→ **Material for this exercise**

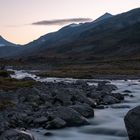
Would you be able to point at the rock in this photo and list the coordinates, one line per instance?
(56, 124)
(84, 109)
(41, 120)
(15, 134)
(127, 91)
(70, 116)
(120, 106)
(118, 96)
(102, 86)
(28, 79)
(110, 100)
(132, 123)
(48, 134)
(100, 107)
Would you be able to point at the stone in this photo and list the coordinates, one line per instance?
(14, 134)
(132, 123)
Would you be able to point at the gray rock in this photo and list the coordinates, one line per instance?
(132, 123)
(15, 134)
(110, 100)
(70, 116)
(84, 110)
(41, 120)
(56, 124)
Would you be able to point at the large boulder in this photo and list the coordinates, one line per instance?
(132, 123)
(84, 109)
(15, 134)
(110, 100)
(70, 116)
(56, 124)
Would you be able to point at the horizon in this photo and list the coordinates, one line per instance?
(29, 21)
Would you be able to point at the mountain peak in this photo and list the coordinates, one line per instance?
(104, 16)
(4, 42)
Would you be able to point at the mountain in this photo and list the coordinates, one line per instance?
(105, 16)
(7, 48)
(69, 30)
(4, 42)
(108, 36)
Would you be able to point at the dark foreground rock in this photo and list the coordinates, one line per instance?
(15, 134)
(54, 105)
(132, 122)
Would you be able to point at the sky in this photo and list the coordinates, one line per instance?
(22, 21)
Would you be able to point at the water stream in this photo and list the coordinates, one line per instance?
(107, 124)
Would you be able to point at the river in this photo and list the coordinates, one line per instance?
(108, 124)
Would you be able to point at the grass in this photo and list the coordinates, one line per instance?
(12, 84)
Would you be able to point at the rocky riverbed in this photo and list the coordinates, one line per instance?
(98, 106)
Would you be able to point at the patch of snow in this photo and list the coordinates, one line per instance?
(2, 45)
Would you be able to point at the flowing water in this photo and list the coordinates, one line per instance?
(108, 124)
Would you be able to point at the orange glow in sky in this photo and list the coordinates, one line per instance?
(17, 16)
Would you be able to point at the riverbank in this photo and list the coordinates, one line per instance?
(54, 105)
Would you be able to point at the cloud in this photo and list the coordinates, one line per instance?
(61, 21)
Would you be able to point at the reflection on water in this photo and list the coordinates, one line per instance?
(107, 124)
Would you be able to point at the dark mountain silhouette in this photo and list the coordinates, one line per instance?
(7, 48)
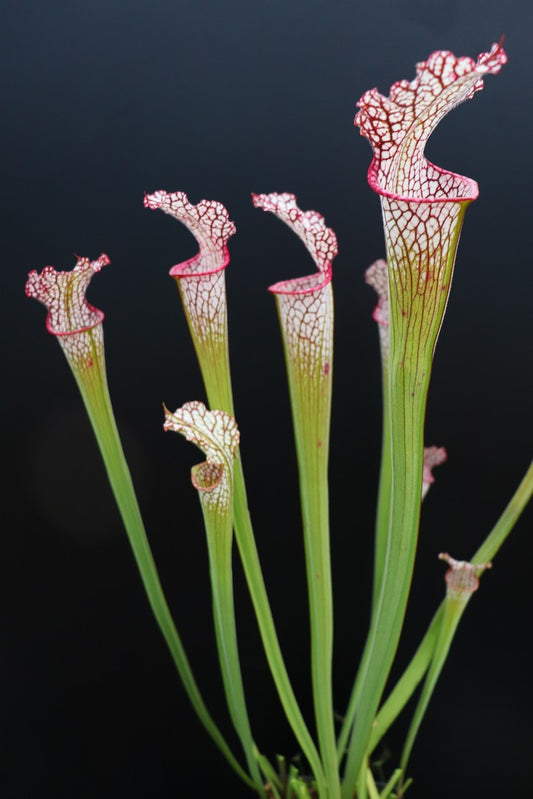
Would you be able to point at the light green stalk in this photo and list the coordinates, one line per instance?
(79, 330)
(219, 529)
(421, 660)
(416, 313)
(423, 208)
(202, 290)
(308, 360)
(457, 598)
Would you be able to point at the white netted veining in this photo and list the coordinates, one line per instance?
(306, 303)
(216, 434)
(63, 293)
(76, 323)
(399, 126)
(201, 278)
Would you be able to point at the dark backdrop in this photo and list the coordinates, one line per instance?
(105, 100)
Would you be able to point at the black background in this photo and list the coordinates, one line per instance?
(105, 100)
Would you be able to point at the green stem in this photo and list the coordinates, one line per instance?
(507, 520)
(256, 585)
(314, 497)
(406, 685)
(451, 616)
(385, 485)
(381, 538)
(94, 390)
(218, 388)
(219, 527)
(310, 393)
(408, 394)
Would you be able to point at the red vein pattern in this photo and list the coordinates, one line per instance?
(217, 435)
(305, 303)
(376, 276)
(201, 278)
(76, 323)
(422, 204)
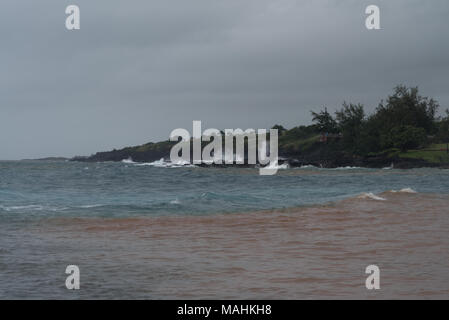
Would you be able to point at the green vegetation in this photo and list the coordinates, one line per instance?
(405, 128)
(435, 153)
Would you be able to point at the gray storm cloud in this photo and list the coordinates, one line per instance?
(136, 70)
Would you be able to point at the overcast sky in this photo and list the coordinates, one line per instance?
(139, 69)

→ **Exercise requirements**
Your copy of the data above should match it exactly, except that pictures are left out.

→ **Solved exercise**
Would you be able to point at the rock in this photo and list the coordinates, one line per instance?
(56, 124)
(84, 109)
(41, 120)
(15, 134)
(127, 91)
(70, 116)
(120, 106)
(118, 96)
(102, 86)
(28, 79)
(110, 100)
(132, 123)
(48, 134)
(100, 107)
Would you be able to point at the stone in this photo and list the coordinates, one line per instance?
(14, 134)
(132, 123)
Would you be able to point at the gray rock in this photo and list the coordinates, one line per instance?
(132, 123)
(15, 134)
(110, 100)
(70, 116)
(84, 110)
(41, 120)
(56, 124)
Would you be able to point at the large boulder in this photo and list the coordinates, one line per instance?
(132, 123)
(84, 109)
(15, 134)
(110, 100)
(70, 116)
(56, 124)
Would you be able to point at the horizon in this photo and list the coordinates, one line per instance?
(29, 21)
Would you be able to point at the mountain peak in this photo and list the coordinates, one line per instance?
(104, 16)
(4, 42)
Would you be able to point at the mountain in this photo and list the coordinates, one line per instance?
(105, 16)
(7, 48)
(69, 30)
(4, 42)
(108, 36)
Would you be able to point at the dark foreground rock in this photo and list the coordinates, one line per instance?
(15, 134)
(54, 105)
(132, 122)
Would you be able to point at the sky in this photo and list the coordinates, one line per instance?
(22, 21)
Would you be able to point at the water stream in this photo and list the coordinates, one line per instance?
(107, 124)
Would you be able to point at the river in this photo and list the coordinates, one line per instance?
(108, 124)
Would you be able to point at the grass in this photo and list the coordinates, one line per instance?
(12, 84)
Would you be able to point at the rocky riverbed in this photo and list the coordinates, one line per instance?
(98, 106)
Would you be able to point at the patch of snow in this photo and list the coordinates, one line per instance?
(2, 45)
Would you be able to point at the flowing water in this photo and list the coordinates, one line per instance?
(108, 124)
Would you be able to point at the orange glow in sky in this photo and list the coordinates, one line per instance?
(17, 16)
Would you be able to point at the riverbank in this photo and list the coordinates, one line per instance?
(54, 105)
Would you be able to point at the cloud in this photo and list the coordinates, one line per instance?
(61, 21)
Would you be able to point at the reflection on water in this photo and list the coordinates, one line per instance?
(107, 124)
Would you be able to point at the dark mountain silhouette in this photo and list the coordinates, one line per instance?
(7, 48)
Would you be able to point at the light green stalk in this photo and list the coordinates, one line per instance?
(79, 330)
(219, 529)
(421, 660)
(416, 313)
(423, 208)
(202, 290)
(308, 360)
(457, 598)
Would you be able to point at the white netted veining in this photo and list the coordinates, one line per instance?
(306, 303)
(216, 434)
(63, 293)
(76, 323)
(399, 126)
(201, 278)
Would you be able to point at the dark backdrop in this photo and list the coordinates, one line per instance?
(105, 100)
Would you be able to point at the black background in this photo and list the coordinates, one line per instance?
(105, 100)
Would you be able to point at the green stem in this photo and list the coordinates, one line per instance?
(507, 520)
(256, 585)
(314, 497)
(406, 685)
(451, 616)
(385, 485)
(381, 538)
(94, 390)
(218, 388)
(219, 527)
(310, 393)
(408, 394)
Would you be able to point at the red vein pattern in this photo and list the coordinates, one line per instance?
(217, 435)
(305, 303)
(376, 276)
(201, 278)
(76, 323)
(422, 204)
Would you be able to point at the green vegetation in this photo and list the coordinates, one line per instance?
(405, 128)
(435, 153)
Would you be able to point at the gray storm cloud in this photo and list the coordinates, one line per instance?
(136, 70)
Would you be able to point at the overcast sky in this photo and list the coordinates, one line per instance?
(139, 69)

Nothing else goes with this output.